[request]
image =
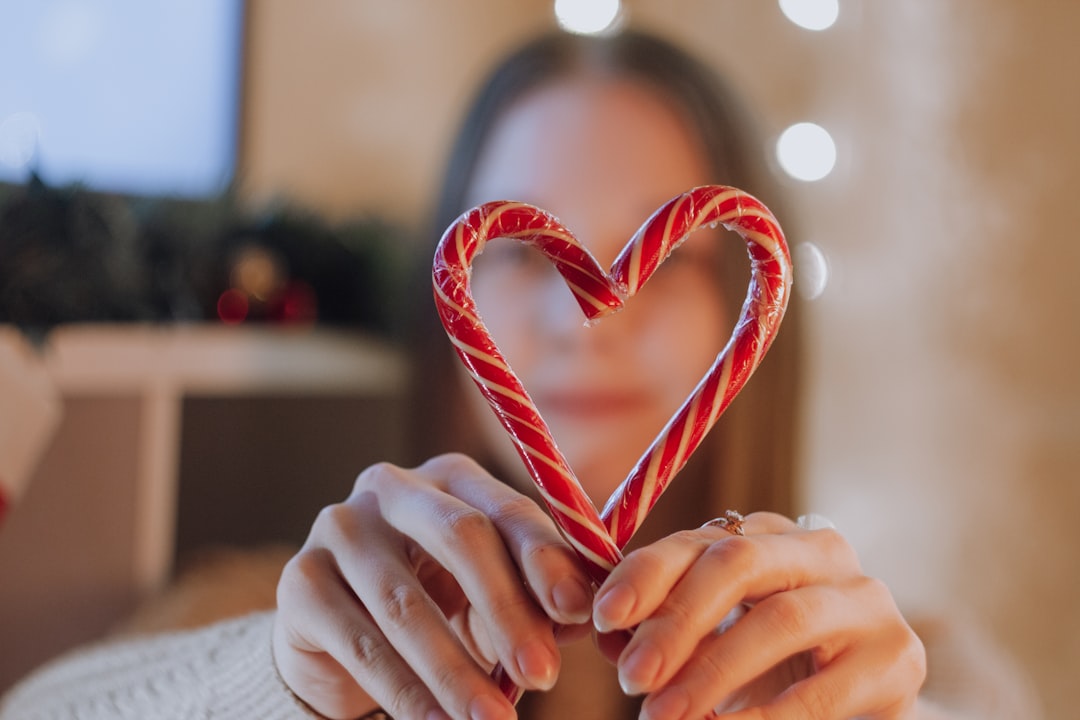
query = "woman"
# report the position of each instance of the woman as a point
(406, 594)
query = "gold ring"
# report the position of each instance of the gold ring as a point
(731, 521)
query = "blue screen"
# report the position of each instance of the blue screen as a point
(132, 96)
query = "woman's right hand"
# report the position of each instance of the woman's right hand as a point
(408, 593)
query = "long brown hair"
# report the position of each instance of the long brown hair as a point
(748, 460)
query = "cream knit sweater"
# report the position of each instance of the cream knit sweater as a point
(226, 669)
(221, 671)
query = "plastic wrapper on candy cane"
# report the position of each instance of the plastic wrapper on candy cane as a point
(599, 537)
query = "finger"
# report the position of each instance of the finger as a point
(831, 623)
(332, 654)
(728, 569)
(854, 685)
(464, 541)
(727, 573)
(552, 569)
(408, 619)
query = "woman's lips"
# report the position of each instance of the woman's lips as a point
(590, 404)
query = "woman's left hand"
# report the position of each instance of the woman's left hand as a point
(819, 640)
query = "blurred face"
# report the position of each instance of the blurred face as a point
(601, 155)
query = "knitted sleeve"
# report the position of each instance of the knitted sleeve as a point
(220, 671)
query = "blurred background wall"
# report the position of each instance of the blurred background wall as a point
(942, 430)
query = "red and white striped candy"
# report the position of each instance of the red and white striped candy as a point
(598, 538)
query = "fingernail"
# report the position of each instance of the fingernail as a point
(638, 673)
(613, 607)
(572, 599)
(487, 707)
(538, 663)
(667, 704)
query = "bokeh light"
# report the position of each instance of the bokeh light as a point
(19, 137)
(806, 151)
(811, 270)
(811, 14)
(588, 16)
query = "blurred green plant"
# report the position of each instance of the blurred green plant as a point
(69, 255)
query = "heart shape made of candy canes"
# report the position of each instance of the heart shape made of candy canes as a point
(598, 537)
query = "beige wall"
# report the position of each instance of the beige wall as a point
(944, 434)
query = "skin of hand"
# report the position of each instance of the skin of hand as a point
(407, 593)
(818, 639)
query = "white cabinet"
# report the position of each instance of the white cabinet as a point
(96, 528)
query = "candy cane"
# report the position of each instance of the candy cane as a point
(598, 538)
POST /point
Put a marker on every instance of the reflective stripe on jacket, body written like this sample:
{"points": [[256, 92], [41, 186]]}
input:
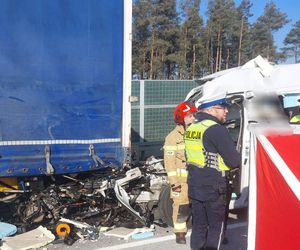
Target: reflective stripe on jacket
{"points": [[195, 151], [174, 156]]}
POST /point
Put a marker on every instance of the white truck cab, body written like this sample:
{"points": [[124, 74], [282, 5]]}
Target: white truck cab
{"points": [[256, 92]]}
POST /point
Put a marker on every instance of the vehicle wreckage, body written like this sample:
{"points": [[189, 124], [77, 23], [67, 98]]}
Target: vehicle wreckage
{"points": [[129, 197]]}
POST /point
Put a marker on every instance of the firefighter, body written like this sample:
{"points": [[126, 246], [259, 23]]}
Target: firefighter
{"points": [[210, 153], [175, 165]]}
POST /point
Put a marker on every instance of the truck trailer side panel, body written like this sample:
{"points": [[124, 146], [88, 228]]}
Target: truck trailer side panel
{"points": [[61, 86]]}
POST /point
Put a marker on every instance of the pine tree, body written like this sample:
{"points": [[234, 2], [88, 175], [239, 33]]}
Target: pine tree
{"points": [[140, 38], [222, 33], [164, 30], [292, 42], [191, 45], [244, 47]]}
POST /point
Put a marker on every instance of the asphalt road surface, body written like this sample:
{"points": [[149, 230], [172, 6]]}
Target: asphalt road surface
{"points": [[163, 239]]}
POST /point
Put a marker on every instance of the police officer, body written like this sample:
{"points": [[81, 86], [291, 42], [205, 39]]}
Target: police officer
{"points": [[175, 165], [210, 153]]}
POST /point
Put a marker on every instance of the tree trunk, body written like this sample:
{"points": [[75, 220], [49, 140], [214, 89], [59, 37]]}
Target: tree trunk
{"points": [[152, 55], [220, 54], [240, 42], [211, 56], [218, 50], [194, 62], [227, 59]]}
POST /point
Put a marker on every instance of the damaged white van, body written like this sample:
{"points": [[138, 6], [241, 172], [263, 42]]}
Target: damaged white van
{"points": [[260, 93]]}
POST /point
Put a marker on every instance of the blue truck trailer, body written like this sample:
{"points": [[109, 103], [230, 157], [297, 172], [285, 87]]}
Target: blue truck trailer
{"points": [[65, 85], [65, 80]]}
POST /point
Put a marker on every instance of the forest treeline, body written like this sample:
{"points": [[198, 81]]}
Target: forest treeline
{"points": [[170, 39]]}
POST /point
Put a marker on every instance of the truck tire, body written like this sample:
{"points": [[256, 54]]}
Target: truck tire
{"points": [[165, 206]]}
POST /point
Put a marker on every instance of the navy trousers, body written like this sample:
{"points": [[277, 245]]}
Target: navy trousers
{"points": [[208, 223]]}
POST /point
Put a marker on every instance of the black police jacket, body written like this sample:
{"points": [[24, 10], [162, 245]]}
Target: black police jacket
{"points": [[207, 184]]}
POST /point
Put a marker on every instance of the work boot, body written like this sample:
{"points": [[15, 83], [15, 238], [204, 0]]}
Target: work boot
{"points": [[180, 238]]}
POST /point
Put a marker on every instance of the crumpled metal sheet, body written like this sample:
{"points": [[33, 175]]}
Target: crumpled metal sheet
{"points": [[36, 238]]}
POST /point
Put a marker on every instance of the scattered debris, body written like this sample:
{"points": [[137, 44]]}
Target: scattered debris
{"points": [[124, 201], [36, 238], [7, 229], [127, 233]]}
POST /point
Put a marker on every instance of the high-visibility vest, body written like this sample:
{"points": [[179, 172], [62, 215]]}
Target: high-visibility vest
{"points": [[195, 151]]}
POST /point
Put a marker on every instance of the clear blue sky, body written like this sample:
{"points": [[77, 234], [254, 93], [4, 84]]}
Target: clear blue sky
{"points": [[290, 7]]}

#### What you are asked to do:
A verbatim copy of the material, pictures excluded, is what must be produced.

#### Solved exercise:
[request]
image =
query = "woman"
# report the position of each instance of the woman as a point
(406, 594)
query = "gold ring"
# report the position of each instance of the gold ring as a point
(731, 521)
query = "blue screen"
# report the position of each instance of the blue screen as a point
(132, 96)
query = "woman's right hand"
# report the position of each instance of the woman's right hand as a point
(408, 593)
query = "long brown hair"
# report the position of each instance of the long brown hair as a point
(748, 460)
query = "cream knit sweater"
# report the position of each instance of the cream knit sweater as a point
(226, 669)
(221, 671)
query = "plastic wrapper on candy cane"
# report the position of each instance of the plastic wrapper on candy cane as a point
(599, 537)
query = "finger"
# report the position of each instance of the finger as a point
(831, 623)
(332, 654)
(728, 569)
(854, 685)
(464, 541)
(727, 573)
(552, 569)
(408, 619)
query = "woman's lips"
# report the position of each instance of the woman's lips as a point
(590, 404)
query = "woman's left hand"
# report the position of each instance of the woman's left hand as a point
(819, 640)
query = "blurred face"
# report the position of each instance of the blurred face as a point
(601, 155)
query = "knitted sleeve"
# report the position of each instance of the knitted sleeve as a point
(220, 671)
query = "blurred background wall"
# report the position of each instance of the blurred background wall as a point
(942, 430)
query = "red and white striped candy"
# report the position of each instance of the red and white striped candy as a point
(598, 538)
query = "fingernail"
# report the position of each instance of the fingernail as a point
(638, 673)
(613, 607)
(572, 599)
(487, 707)
(538, 663)
(667, 704)
query = "bokeh light"
# report the position of each instance of the bokeh light as a point
(19, 137)
(806, 151)
(811, 270)
(811, 14)
(588, 16)
query = "blurred green plant"
# report the position of each instance of the blurred green plant as a point
(69, 255)
query = "heart shape made of candy canes"
# report the position of each instance of the heart shape made of candy canes as a point
(598, 537)
query = "beige wall"
# report the position of each instance of the beige wall as a point
(944, 434)
query = "skin of hand"
# report the position of each instance of the skin of hand as a point
(407, 593)
(818, 639)
query = "white cabinet"
# report the position of each instance of the white cabinet as a point
(96, 528)
query = "candy cane"
# report the position of each instance of the candy cane as a point
(598, 538)
POST /point
Put a marker on every instance of the reflective stripe on jacket, body written like this sample:
{"points": [[256, 92], [41, 186]]}
input:
Target: reflective stripe on jacket
{"points": [[195, 151], [174, 156]]}
POST /point
Put a marker on every instance of the white truck cab, body written like this sample:
{"points": [[124, 74], [282, 5]]}
Target: white truck cab
{"points": [[256, 92]]}
POST /point
Put a marker on every instance of the vehicle wreckage, body written like this sample:
{"points": [[189, 124], [77, 23], [67, 98]]}
Target: vehicle wreckage
{"points": [[129, 197]]}
POST /point
Put a marker on every instance of the firefighter, body written like this sample:
{"points": [[126, 246], [259, 23]]}
Target: firefighter
{"points": [[210, 153], [175, 165]]}
POST /point
Put a marker on every instance of the truck trailer side panel, body written like this sample:
{"points": [[124, 146], [88, 228]]}
Target: truck trailer side panel
{"points": [[61, 86]]}
POST /point
Put a marker on every instance of the pine tree, body written like this sample:
{"points": [[234, 2], [88, 175], [239, 33]]}
Target: pine tree
{"points": [[140, 38], [222, 33], [164, 30], [292, 42], [191, 45], [244, 47]]}
POST /point
Put a marker on every instance of the asphalt road surface, body written like this sample:
{"points": [[149, 230], [172, 6]]}
Target: asphalt road surface
{"points": [[163, 239]]}
POST /point
Put a marker on every instance of the police officer, body written like this sample:
{"points": [[81, 86], [291, 42], [205, 39]]}
Target: police officer
{"points": [[175, 165], [210, 153]]}
POST /point
Put a marker on every instance of the tree trunk, body written like this sample:
{"points": [[75, 220], [49, 140], [214, 89], [59, 37]]}
Target: tree trunk
{"points": [[152, 55], [220, 54], [240, 42], [211, 56], [218, 50], [194, 62], [227, 59]]}
POST /point
Put a marker on every instance of the damaged white van, body written like this sample:
{"points": [[138, 6], [241, 172], [263, 42]]}
Target: damaged white van
{"points": [[260, 93]]}
POST /point
Put a marker on every instance of the blue truck trailer, body written like this sample:
{"points": [[109, 103], [230, 157], [297, 172], [285, 87]]}
Target: blue truck trailer
{"points": [[65, 85], [65, 80]]}
POST /point
Put a marker on every instance of the forest treeline, body written like this sample:
{"points": [[198, 81]]}
Target: forest treeline
{"points": [[170, 39]]}
POST /point
Put a marker on every instance of the truck tire, body written like this sample:
{"points": [[256, 54]]}
Target: truck tire
{"points": [[165, 206]]}
POST /point
Put a marker on every instance of the navy trousers, body written like this sample:
{"points": [[277, 245]]}
Target: navy trousers
{"points": [[208, 223]]}
POST /point
Put a marker on every instance of the black police jacket, body written like this sample:
{"points": [[24, 10], [162, 245]]}
Target: black police jacket
{"points": [[207, 184]]}
POST /point
Put a marker on every instance of the work boot, body written like this sample:
{"points": [[15, 83], [15, 238], [204, 0]]}
Target: work boot
{"points": [[180, 238]]}
POST /point
Put a marker on every instance of the crumpled metal sheet, body written like this sample:
{"points": [[33, 175]]}
Target: crumpled metal sheet
{"points": [[36, 238]]}
POST /point
Put a marker on every instance of the scattered debris, body written like this sample:
{"points": [[137, 44]]}
Target: scattered debris
{"points": [[124, 201], [36, 238], [7, 229], [127, 233]]}
POST /point
Put a marker on every instance of the high-visibility vest, body written like this sample:
{"points": [[179, 172], [62, 215]]}
Target: high-visibility vest
{"points": [[195, 151]]}
POST /point
Put a marker on every instance of the clear blue sky, body written like this sample:
{"points": [[77, 234], [254, 93], [4, 84]]}
Target: clear blue sky
{"points": [[290, 7]]}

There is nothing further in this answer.